### Listed entries
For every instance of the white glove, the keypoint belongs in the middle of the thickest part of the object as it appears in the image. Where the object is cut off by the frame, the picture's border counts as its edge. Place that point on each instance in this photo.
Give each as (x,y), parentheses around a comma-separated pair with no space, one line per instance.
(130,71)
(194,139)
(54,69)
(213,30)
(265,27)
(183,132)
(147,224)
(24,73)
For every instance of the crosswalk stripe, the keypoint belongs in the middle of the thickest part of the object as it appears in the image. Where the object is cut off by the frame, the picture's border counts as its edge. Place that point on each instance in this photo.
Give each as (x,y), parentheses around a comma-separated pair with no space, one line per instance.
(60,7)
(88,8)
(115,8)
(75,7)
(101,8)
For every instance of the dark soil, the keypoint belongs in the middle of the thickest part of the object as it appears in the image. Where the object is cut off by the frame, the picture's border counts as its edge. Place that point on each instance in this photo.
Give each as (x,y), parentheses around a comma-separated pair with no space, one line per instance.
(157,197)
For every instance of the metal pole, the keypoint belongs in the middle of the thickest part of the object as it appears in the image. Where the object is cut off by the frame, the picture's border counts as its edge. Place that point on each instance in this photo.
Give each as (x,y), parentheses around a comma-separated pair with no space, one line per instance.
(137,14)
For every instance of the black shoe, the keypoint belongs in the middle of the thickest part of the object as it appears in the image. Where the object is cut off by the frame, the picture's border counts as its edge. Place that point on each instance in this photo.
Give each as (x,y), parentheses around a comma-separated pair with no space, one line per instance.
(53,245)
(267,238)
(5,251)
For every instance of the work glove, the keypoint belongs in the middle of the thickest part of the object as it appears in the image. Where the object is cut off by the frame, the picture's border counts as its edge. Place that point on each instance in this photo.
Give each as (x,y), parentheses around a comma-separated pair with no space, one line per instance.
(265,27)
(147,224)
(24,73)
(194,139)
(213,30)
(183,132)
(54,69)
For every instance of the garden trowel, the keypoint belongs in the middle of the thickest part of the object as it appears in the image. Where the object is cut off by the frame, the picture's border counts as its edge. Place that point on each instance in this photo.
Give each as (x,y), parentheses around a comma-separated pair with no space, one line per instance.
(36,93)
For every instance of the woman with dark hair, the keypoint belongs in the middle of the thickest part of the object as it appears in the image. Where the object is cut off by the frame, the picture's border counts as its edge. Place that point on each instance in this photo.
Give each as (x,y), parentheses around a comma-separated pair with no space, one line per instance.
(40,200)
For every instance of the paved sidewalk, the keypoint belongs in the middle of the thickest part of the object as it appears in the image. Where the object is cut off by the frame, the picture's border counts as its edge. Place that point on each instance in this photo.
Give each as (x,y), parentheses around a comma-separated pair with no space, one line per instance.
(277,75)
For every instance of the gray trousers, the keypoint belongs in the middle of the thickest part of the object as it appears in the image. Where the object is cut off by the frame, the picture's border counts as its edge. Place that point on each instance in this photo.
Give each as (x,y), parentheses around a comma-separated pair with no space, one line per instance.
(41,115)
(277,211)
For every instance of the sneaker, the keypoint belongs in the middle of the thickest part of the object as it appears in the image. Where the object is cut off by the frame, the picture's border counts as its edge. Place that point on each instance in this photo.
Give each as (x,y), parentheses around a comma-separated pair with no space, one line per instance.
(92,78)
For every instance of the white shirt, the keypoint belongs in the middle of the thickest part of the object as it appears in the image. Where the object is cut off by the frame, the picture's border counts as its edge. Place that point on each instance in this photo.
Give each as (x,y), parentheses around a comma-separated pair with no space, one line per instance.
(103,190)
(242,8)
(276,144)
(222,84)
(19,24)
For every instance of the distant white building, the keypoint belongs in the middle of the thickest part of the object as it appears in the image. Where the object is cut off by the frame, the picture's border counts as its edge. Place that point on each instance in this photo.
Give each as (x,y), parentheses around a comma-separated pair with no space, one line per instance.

### Given request
Write out again, exactly, the lines from the one holding "For every instance of the sneaker, the" through the end of the listing, with both ends included.

### The output
For every instance of the sneaker, the keypoint belongs in the middle of the thickest part of the object as it appears in the image. Where the object is cut off by the frame, the picture's border counts as its edge. Place that point on each instance in this photo.
Give each as (x,y), parentheses around a comma-separated pair with no space, one line per instance.
(92,78)
For every instance of the white shirt, the keypoint belongs in the middle of the thickest part of the object as it appears in the image. Where the object is cut off by the frame, the picture's border counts as its edge. Place that point on each instance in this photo.
Give each as (x,y), parentheses around a comma-separated pair with no space, one line per instance.
(103,190)
(242,8)
(276,144)
(222,84)
(19,24)
For every instance of the distant white building, the keypoint belongs in the middle of the thickest part of the object as it appears in the image. Where the object is cut off by the frame, the picture's border counts as its edge. Place that point on each instance in this photo.
Give each as (x,y), parentheses around a comma-separated pair with no space, one line per instance.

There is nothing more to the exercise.